*** Rows ***

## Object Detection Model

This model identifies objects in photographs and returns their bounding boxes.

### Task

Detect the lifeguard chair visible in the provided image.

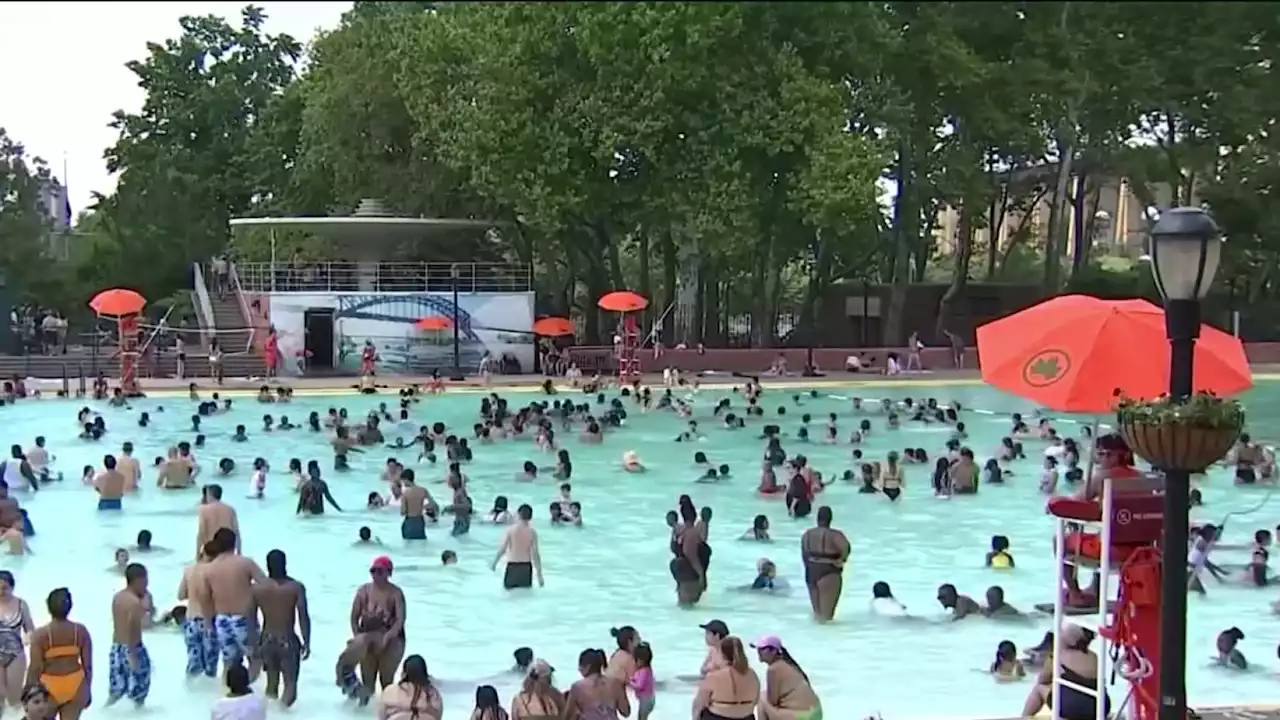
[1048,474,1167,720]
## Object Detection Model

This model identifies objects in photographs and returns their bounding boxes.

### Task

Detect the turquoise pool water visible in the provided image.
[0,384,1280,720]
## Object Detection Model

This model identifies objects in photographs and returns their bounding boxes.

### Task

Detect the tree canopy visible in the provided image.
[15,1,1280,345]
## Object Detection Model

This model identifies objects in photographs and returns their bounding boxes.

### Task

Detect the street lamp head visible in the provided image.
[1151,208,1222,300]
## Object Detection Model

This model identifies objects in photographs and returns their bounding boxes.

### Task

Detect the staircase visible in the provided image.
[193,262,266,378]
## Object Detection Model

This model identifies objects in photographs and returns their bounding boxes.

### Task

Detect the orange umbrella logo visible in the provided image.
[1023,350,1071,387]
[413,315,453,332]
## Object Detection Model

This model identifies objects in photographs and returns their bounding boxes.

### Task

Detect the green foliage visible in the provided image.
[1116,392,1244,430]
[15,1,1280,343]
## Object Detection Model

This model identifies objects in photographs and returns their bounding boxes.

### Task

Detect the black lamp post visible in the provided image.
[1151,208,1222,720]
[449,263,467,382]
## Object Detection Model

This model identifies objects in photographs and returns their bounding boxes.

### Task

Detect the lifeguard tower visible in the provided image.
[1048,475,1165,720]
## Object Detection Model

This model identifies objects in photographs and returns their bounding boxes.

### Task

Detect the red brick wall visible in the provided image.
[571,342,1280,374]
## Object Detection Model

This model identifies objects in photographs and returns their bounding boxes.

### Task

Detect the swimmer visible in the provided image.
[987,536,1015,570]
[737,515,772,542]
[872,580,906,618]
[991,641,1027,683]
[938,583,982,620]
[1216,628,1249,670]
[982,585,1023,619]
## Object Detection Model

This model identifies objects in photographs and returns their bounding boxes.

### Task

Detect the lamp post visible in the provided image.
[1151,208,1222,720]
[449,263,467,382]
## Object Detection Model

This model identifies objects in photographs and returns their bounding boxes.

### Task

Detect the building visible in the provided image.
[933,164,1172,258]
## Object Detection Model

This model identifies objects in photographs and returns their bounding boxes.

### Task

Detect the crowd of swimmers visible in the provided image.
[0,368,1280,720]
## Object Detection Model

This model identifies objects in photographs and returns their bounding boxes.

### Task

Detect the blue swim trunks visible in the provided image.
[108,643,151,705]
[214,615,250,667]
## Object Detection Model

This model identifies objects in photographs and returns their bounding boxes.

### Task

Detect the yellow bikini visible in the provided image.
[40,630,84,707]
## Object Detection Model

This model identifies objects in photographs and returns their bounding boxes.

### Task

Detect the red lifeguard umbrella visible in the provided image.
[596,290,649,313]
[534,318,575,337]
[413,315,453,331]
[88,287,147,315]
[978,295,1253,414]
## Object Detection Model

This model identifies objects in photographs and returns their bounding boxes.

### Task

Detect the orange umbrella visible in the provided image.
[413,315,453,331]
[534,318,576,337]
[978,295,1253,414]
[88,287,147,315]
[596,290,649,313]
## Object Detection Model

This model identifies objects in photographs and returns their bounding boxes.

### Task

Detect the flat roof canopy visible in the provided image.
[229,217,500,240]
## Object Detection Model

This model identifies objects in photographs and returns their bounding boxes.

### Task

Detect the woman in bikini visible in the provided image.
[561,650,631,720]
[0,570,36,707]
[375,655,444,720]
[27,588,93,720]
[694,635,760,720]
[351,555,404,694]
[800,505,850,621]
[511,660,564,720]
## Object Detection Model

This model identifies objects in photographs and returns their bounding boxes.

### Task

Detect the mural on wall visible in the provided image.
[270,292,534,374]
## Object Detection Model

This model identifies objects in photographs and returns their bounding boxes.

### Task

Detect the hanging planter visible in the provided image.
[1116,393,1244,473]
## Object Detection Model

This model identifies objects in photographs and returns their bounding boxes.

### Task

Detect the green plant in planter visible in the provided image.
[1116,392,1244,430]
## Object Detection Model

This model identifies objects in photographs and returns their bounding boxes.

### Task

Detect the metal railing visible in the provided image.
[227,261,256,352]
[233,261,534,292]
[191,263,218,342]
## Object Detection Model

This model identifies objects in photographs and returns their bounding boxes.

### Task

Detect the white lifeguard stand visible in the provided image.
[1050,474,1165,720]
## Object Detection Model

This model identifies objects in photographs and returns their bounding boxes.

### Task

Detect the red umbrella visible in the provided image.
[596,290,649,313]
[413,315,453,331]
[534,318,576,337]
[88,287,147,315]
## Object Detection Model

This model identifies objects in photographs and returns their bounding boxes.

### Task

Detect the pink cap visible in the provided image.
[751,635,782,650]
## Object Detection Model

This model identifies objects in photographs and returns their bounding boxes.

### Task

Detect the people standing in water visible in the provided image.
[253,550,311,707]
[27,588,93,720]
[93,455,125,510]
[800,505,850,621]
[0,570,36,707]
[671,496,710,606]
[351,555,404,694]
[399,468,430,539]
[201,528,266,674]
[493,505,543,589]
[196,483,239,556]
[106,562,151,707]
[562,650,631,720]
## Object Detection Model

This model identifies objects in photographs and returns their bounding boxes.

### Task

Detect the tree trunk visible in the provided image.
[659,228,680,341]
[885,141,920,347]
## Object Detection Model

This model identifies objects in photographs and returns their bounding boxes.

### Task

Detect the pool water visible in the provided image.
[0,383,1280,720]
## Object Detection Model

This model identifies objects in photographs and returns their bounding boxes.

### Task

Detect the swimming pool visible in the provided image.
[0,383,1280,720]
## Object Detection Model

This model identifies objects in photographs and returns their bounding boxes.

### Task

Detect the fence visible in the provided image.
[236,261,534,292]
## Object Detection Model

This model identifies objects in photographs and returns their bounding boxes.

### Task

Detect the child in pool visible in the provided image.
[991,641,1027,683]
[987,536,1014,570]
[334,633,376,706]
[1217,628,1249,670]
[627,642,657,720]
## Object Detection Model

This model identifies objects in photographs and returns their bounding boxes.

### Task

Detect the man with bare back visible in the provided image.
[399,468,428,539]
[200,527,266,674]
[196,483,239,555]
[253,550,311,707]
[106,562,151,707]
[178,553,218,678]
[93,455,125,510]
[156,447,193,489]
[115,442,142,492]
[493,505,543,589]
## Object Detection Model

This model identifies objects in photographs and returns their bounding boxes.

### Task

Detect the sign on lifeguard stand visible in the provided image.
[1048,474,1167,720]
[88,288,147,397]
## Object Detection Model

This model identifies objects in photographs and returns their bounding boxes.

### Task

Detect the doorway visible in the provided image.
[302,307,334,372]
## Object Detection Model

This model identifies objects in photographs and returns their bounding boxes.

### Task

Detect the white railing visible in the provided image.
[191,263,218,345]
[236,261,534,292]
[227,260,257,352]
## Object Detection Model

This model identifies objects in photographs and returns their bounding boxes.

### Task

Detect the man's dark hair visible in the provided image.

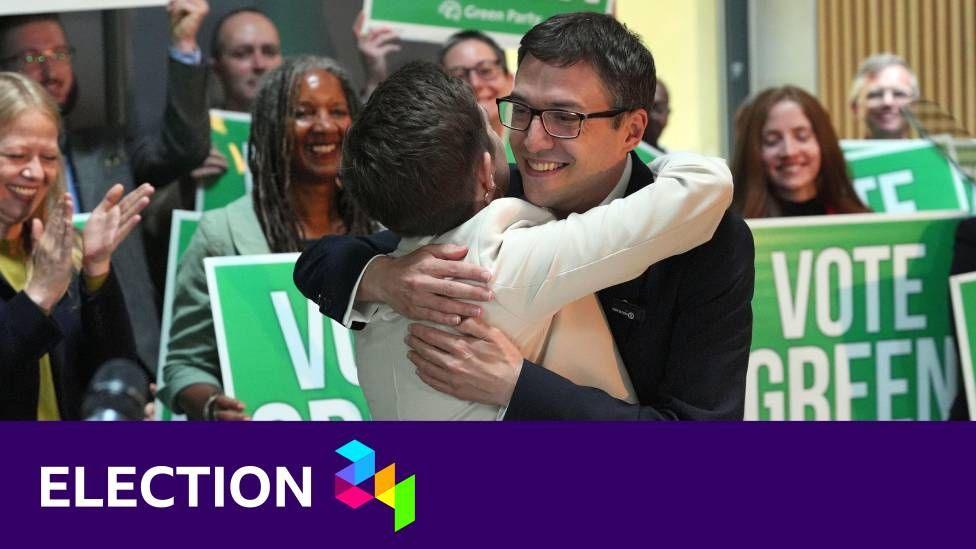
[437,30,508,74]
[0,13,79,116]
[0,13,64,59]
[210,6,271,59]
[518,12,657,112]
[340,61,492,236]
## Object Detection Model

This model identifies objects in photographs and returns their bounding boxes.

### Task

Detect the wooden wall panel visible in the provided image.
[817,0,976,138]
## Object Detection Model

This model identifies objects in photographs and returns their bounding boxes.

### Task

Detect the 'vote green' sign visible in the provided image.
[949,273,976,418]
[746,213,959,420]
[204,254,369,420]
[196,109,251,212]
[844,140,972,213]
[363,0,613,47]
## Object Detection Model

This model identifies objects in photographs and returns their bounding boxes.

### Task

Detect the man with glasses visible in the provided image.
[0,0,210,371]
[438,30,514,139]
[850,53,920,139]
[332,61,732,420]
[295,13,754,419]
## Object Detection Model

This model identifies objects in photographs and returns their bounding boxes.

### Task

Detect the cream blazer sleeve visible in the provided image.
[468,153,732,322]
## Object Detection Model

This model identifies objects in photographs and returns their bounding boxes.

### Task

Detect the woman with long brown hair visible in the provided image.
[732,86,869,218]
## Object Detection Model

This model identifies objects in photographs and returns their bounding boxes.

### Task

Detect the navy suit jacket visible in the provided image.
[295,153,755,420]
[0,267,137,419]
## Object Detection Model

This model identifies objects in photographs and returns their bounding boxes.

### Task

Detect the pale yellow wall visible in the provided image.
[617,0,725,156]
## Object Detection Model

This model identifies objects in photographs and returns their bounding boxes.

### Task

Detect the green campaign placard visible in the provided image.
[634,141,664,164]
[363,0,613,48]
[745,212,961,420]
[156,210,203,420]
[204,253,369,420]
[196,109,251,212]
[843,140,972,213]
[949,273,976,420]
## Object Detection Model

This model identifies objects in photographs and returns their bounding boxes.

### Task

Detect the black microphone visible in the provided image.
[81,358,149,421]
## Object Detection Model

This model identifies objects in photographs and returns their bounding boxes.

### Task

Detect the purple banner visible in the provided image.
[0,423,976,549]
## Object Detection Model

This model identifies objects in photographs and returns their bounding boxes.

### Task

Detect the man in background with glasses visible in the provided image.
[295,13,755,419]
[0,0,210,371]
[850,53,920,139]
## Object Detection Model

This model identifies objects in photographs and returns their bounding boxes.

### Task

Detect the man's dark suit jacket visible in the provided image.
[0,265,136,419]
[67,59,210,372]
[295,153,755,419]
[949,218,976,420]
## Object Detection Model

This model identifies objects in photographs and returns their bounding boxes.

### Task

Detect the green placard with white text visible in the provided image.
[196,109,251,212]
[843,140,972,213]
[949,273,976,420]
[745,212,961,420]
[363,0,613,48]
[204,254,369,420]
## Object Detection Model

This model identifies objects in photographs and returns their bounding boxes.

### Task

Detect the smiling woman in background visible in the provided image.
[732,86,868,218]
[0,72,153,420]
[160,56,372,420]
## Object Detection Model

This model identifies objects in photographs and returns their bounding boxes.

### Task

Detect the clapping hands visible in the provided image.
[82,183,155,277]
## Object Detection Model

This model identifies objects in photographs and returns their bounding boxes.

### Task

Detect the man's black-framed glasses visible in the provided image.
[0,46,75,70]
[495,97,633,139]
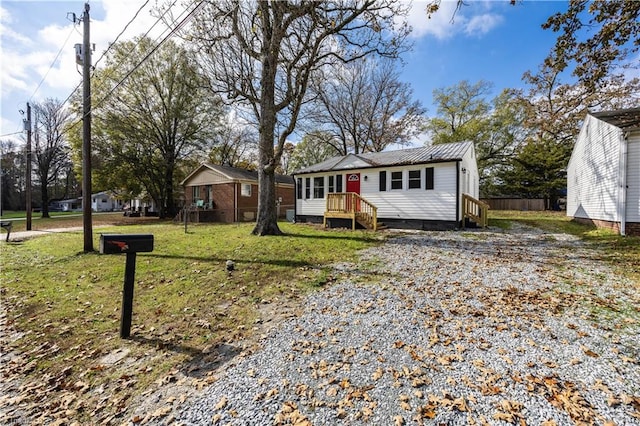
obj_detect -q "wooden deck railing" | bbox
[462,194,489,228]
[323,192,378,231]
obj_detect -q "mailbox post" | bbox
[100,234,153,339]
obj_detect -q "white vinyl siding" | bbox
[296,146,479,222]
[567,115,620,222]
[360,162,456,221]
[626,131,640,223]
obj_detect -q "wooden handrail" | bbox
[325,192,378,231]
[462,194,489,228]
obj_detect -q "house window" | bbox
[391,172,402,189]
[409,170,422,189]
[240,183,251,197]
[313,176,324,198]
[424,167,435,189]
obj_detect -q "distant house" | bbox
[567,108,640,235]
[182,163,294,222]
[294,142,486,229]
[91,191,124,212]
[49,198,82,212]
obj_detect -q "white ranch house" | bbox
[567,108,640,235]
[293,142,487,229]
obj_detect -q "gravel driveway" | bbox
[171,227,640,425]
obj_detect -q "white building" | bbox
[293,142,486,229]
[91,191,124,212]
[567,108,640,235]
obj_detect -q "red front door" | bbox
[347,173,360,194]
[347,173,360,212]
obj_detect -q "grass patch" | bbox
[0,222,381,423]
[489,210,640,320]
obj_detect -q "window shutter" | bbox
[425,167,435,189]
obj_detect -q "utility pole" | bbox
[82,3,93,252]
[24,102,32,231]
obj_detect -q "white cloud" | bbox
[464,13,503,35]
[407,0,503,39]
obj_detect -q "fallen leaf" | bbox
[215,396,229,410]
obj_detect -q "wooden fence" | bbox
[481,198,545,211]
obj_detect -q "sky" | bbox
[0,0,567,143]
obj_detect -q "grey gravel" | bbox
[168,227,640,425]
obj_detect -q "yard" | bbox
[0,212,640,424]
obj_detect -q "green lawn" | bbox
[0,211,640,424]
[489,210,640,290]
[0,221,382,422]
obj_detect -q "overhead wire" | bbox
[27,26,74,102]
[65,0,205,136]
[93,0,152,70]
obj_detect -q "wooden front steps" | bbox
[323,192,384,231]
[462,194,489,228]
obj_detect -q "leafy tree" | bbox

***

§ **What the task asks**: Identify every line in the entries above that contains the string "wall", and copy each such line in full.

§ **Exercise output**:
Detect the red brick wall visible in the provided image.
Detect the mural on wall visible in the provided image.
Detect the wooden wall panel visible in the provided image.
Detect the pale yellow wall visible in the provided image.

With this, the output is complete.